Send back the entries below exactly as they appear.

=== Records provided ===

━━━━━━━━

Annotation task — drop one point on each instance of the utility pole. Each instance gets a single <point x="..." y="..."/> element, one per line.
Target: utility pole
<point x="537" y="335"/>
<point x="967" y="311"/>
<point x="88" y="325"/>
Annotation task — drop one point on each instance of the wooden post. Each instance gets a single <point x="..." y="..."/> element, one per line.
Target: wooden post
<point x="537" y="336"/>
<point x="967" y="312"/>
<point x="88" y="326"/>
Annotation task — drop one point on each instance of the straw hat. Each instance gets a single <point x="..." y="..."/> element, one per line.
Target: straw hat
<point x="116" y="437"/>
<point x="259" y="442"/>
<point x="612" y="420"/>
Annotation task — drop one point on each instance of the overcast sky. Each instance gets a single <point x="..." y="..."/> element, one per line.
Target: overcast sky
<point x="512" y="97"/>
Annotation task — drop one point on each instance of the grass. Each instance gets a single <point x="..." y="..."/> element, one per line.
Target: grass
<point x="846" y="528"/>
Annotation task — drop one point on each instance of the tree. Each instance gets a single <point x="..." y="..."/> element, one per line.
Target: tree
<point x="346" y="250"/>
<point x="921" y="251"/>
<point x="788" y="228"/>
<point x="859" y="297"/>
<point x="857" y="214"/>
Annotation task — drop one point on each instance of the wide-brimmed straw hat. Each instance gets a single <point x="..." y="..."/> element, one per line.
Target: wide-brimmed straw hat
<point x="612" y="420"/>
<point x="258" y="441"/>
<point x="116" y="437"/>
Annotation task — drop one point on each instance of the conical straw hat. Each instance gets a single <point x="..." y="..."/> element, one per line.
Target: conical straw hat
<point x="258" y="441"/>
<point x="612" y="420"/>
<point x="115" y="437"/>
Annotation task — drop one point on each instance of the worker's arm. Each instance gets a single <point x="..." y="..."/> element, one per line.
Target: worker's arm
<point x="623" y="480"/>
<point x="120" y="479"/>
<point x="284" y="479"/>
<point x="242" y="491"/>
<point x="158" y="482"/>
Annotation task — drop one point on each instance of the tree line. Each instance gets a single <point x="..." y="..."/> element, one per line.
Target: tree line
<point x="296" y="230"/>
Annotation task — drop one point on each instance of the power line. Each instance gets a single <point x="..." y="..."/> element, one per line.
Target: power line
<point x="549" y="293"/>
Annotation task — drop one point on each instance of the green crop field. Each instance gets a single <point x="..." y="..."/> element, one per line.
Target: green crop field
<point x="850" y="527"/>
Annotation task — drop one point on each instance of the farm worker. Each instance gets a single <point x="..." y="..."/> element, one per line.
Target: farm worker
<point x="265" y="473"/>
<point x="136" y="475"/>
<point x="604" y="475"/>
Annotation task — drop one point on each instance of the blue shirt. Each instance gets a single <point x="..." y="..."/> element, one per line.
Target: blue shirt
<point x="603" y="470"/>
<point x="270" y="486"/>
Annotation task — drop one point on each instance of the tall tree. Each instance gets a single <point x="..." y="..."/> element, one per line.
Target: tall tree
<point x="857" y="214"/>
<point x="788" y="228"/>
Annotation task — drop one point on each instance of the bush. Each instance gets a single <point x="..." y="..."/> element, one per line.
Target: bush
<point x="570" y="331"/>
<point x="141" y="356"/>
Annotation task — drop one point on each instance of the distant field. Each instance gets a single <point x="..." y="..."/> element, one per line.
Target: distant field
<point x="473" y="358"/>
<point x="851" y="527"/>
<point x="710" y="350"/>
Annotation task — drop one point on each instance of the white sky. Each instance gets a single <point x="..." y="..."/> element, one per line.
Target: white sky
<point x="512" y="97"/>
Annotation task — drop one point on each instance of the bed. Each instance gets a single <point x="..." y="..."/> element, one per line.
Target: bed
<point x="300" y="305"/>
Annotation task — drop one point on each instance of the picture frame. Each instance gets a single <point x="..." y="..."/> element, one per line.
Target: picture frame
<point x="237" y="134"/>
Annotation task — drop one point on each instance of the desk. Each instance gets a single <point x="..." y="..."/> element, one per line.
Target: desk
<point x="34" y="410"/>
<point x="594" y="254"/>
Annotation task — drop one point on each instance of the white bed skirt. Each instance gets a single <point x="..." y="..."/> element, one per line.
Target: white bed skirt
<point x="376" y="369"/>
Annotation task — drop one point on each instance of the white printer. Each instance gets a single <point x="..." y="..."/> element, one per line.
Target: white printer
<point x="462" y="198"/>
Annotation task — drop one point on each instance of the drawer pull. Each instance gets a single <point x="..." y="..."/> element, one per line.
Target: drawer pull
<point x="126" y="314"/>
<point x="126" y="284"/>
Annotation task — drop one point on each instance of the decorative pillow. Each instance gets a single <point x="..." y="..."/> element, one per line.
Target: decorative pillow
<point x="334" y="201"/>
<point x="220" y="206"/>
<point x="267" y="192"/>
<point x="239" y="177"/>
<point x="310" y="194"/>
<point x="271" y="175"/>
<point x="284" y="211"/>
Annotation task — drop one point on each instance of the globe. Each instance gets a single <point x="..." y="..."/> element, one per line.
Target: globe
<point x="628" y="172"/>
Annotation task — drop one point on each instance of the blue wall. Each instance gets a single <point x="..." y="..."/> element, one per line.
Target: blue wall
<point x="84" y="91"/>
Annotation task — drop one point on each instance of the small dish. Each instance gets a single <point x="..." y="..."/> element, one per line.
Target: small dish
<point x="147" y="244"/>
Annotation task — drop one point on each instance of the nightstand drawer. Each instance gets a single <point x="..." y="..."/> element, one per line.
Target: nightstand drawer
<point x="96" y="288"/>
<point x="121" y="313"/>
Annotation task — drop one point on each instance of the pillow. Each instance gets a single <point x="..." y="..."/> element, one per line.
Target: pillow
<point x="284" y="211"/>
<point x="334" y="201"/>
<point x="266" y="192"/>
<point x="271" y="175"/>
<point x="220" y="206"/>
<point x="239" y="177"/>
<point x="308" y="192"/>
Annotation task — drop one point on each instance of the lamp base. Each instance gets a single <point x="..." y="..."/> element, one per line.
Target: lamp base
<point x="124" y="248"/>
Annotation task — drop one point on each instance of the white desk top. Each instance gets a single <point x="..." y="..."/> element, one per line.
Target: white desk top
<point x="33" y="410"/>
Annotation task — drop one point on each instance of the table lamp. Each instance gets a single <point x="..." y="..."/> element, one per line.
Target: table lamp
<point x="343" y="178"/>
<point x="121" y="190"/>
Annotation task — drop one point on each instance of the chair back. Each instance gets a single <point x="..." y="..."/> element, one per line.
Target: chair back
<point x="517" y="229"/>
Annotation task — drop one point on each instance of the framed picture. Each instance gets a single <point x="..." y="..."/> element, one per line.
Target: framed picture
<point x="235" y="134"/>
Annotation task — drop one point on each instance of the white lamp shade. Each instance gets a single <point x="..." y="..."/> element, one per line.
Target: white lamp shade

━━━━━━━━

=== Response ===
Annotation task — drop one point on each instance of the utility pole. Each instance gets a single <point x="..." y="..."/> element, one per line.
Target: utility pole
<point x="537" y="335"/>
<point x="967" y="311"/>
<point x="88" y="325"/>
Annotation task — drop one point on each instance of the wooden post. Each instance gets a single <point x="..." y="..."/> element, one per line.
Target: wooden post
<point x="537" y="336"/>
<point x="967" y="312"/>
<point x="88" y="326"/>
Annotation task — drop one point on each instance of the straw hat. Each instance gets a single <point x="..." y="..."/> element, one per line.
Target: straw hat
<point x="116" y="437"/>
<point x="259" y="442"/>
<point x="612" y="420"/>
Annotation task — drop one point on each instance of the overcast sky. Each instance gets a single <point x="..." y="..."/> element, one per line.
Target: overcast sky
<point x="512" y="97"/>
Annotation task — drop one point on each instance of the grass. Each instance gets a single <point x="..." y="..."/> element, one per line.
Target: grass
<point x="846" y="528"/>
Annotation task — drop one point on each instance of the tree. Each instance gets a single <point x="..." y="..."/> element, one per line.
Target: tree
<point x="346" y="250"/>
<point x="921" y="251"/>
<point x="788" y="228"/>
<point x="859" y="297"/>
<point x="857" y="214"/>
Annotation task — drop one point on each instance of the wide-brimmed straw hat. Each instance gets a single <point x="..." y="..."/> element, one per line.
Target: wide-brimmed straw hat
<point x="612" y="420"/>
<point x="258" y="441"/>
<point x="116" y="437"/>
Annotation task — drop one point on each instance of the conical straw hat. Each instance gets a single <point x="..." y="..."/> element, one per line.
Target: conical straw hat
<point x="258" y="441"/>
<point x="612" y="420"/>
<point x="115" y="437"/>
Annotation task — drop one point on each instance of the worker's arm. Each instance gets a single <point x="..." y="..."/> element, one per line.
Target: worker's arm
<point x="623" y="480"/>
<point x="120" y="479"/>
<point x="284" y="479"/>
<point x="242" y="491"/>
<point x="158" y="482"/>
Annotation task — drop one point on each instance of the tree line. Each instance gets a single <point x="..." y="..."/> element, one per line.
Target: tree line
<point x="296" y="230"/>
Annotation task — drop one point on each instance of the power line. Each instance gets a single <point x="..." y="..."/> element, one per line.
Target: power line
<point x="549" y="293"/>
Annotation task — drop one point on each instance of the green crop field. Each instance gets a single <point x="..." y="..."/> element, one per line.
Target: green crop field
<point x="850" y="527"/>
Annotation task — drop one point on each instance of the farm worker. Each instance gets a single <point x="..." y="..."/> element, one per line.
Target: farm worker
<point x="265" y="473"/>
<point x="136" y="475"/>
<point x="604" y="475"/>
Annotation task — drop one point on each instance of the blue shirt. Each instance gets a single <point x="..." y="..."/> element, one per line.
Target: blue shirt
<point x="603" y="470"/>
<point x="270" y="486"/>
Annotation task — drop one point on each instance of the tall tree. Each instance gets a single <point x="..." y="..."/> element, one per line.
Target: tall tree
<point x="857" y="214"/>
<point x="788" y="228"/>
Annotation task — drop one point on each instance of the bush. Each instance gets a single <point x="..." y="..."/> element, one per line.
Target: bush
<point x="570" y="331"/>
<point x="141" y="356"/>
Annotation task — drop one point on each instance of the distant field. Each instance gets a single <point x="..." y="..."/> element, one per line.
Target: distant field
<point x="473" y="358"/>
<point x="851" y="527"/>
<point x="710" y="350"/>
Annotation task — drop one point on each instance of the white sky. Each instance gets a single <point x="..." y="..."/> element, one per line.
Target: white sky
<point x="512" y="97"/>
Annotation task — drop one point on each instance of the bed. Each instance gets a single <point x="..." y="..."/> element, one per line.
Target: bed
<point x="300" y="305"/>
Annotation task — drop one point on each instance of the picture frame. Each instance gets a single <point x="..." y="..."/> element, one per line.
Target: picture frame
<point x="237" y="134"/>
Annotation task — drop one point on each instance of the desk. Each instance gets a single <point x="..." y="..."/> element, one per line.
Target: desk
<point x="34" y="410"/>
<point x="594" y="254"/>
Annotation task — drop one point on each instance of the white bed skirt. Each instance gets a single <point x="..." y="..."/> element, one per line.
Target: white bed skirt
<point x="376" y="369"/>
Annotation task — drop one point on each instance of the white printer. Each instance gets a single <point x="..." y="..."/> element, one per line.
Target: white printer
<point x="462" y="198"/>
Annotation task — drop one point on each instance of the drawer pull. Each instance gets a single <point x="..." y="..."/> element, one per line.
Target: drawer pull
<point x="126" y="314"/>
<point x="126" y="284"/>
Annotation task — drop one point on each instance of the decorative pillow. Each instance gets a single <point x="..." y="..."/> element, one per line.
Target: decorative pillow
<point x="334" y="201"/>
<point x="220" y="206"/>
<point x="267" y="192"/>
<point x="239" y="177"/>
<point x="310" y="194"/>
<point x="271" y="175"/>
<point x="284" y="211"/>
Annotation task — drop one point on each instance of the globe. Each instance gets a single <point x="..." y="..."/> element, one per line.
Target: globe
<point x="628" y="172"/>
Annotation task — drop one point on each instance of the blue wall. Each instance gets a single <point x="..." y="..."/> element, one per line.
Target: blue wall
<point x="84" y="91"/>
Annotation task — drop one point on each instance of the small dish. Each instance gets a single <point x="..." y="..."/> element, one per line.
Target: small dish
<point x="147" y="244"/>
Annotation task — drop one point on each instance of the nightstand drawer. Each instance gets a single <point x="..." y="..."/> element, one per line.
Target: nightstand drawer
<point x="96" y="288"/>
<point x="121" y="313"/>
Annotation task — drop one point on each instance of the pillow. Each instance gets a single <point x="..." y="..."/> element, one per line.
Target: pillow
<point x="284" y="211"/>
<point x="334" y="201"/>
<point x="266" y="192"/>
<point x="271" y="175"/>
<point x="220" y="206"/>
<point x="239" y="177"/>
<point x="308" y="192"/>
Annotation task — drop one point on each instance of the lamp base. Each instance gets a single <point x="..." y="..."/> element, one per line.
Target: lamp base
<point x="124" y="248"/>
Annotation task — drop one point on each instance of the white desk top. Each instance gets a single <point x="..." y="..."/> element, one per line.
Target: white desk top
<point x="33" y="410"/>
Annotation task — drop one point on each instance of the table lamp. Each instance gets a single <point x="..." y="..."/> element, one per line.
Target: table lamp
<point x="343" y="178"/>
<point x="121" y="190"/>
Annotation task — drop one point on each instance of the chair back. Each instance gets a single <point x="..." y="..."/> element, one per line.
Target: chair back
<point x="517" y="229"/>
Annotation task — drop one point on each instance of the framed picture. Each instance gets a single <point x="..." y="..."/> element, one per line.
Target: framed picture
<point x="235" y="134"/>
Annotation task — drop one point on each instance of the white lamp shade. Each instance gets a single <point x="..." y="..."/> element, one per line.
Target: white lamp shade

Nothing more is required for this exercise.